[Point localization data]
------------------------------------------------

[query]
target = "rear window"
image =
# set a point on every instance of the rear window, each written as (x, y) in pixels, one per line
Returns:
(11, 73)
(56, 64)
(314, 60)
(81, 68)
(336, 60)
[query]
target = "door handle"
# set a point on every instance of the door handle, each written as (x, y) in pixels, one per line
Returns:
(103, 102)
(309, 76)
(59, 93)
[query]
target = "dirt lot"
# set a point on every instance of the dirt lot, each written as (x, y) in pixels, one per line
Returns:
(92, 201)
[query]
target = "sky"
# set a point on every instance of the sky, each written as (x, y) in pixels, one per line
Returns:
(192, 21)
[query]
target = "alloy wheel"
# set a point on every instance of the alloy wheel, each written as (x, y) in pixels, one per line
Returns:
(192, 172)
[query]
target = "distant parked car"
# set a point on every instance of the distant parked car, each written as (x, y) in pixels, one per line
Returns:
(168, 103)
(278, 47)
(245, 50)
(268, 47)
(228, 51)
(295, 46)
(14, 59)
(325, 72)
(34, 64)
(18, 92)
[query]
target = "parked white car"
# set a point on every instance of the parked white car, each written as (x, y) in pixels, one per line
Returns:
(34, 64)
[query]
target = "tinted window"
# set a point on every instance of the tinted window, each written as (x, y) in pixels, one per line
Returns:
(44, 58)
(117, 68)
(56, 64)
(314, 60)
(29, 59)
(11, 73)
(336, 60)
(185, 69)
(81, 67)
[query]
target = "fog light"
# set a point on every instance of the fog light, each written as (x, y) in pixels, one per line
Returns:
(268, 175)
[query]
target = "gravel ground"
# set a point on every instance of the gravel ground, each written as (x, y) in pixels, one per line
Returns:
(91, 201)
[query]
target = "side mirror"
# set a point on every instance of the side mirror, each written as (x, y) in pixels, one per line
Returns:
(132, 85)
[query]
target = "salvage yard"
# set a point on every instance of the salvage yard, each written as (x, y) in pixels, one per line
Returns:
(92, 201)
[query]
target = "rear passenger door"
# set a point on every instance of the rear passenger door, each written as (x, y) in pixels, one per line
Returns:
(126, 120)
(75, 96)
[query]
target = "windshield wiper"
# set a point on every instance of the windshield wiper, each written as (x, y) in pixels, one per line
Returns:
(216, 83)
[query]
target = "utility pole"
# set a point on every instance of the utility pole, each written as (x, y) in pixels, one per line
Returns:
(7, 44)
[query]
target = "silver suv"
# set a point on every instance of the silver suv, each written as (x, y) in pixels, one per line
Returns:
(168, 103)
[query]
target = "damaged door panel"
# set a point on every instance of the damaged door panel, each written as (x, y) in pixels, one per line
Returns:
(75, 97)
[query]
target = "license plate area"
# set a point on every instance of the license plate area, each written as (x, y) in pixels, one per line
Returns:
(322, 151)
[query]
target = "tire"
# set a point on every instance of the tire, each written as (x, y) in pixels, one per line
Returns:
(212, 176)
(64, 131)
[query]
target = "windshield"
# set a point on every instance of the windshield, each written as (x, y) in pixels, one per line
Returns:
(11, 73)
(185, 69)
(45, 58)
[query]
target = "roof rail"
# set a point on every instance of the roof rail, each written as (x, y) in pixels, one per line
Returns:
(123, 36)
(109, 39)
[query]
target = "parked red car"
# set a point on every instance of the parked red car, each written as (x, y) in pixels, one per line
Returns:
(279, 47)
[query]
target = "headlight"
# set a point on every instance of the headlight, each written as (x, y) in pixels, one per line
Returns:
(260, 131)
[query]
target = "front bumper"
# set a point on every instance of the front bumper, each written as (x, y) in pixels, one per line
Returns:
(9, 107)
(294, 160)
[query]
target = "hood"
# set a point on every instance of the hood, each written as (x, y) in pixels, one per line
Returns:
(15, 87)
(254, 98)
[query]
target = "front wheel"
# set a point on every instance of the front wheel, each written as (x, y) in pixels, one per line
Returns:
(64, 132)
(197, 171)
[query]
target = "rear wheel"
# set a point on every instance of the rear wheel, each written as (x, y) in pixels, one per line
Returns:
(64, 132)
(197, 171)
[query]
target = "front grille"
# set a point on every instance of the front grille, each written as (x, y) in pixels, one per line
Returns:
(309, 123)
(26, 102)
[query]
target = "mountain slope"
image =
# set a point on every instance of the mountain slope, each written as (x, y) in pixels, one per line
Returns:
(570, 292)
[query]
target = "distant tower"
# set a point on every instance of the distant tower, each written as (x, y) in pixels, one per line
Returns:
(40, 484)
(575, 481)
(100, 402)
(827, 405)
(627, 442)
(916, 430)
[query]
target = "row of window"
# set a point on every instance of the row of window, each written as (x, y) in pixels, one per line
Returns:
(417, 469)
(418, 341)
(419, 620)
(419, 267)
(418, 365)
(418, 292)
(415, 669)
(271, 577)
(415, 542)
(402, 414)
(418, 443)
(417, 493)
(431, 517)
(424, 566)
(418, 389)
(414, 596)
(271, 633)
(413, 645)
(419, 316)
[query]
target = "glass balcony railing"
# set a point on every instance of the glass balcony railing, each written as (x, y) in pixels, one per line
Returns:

------------------------------------------------

* WORK TO BE COMPLETED *
Set down, exactly as written, each line of the data from its opening line through the one containing "# set a point on every instance of the distant parked". Output nothing more.

* YOUR RESPONSE *
[query]
target = "rear window"
image =
# set a point on every instance of the rear window, each written as (x, y) in pixels, one per line
Returns:
(11, 73)
(56, 64)
(314, 60)
(81, 68)
(336, 60)
[query]
target = "door handle"
# set a point on every instance of the door handle, each written as (x, y) in pixels, one per line
Returns:
(103, 102)
(309, 76)
(59, 93)
[query]
target = "dirt lot"
# set a point on every instance of the dirt lot, each written as (x, y) in pixels, one per line
Returns:
(92, 201)
[query]
target = "sky"
# set a point on every instance of the sky, each written as (x, y) in pixels, one per line
Returns:
(192, 21)
[query]
target = "alloy wheel"
# set a point on every instance of the alloy wheel, each written as (x, y) in pixels, one per line
Returns:
(192, 172)
[query]
target = "distant parked car"
# set a point on every instance of the distant parked car, each written as (x, y) in pixels, one per line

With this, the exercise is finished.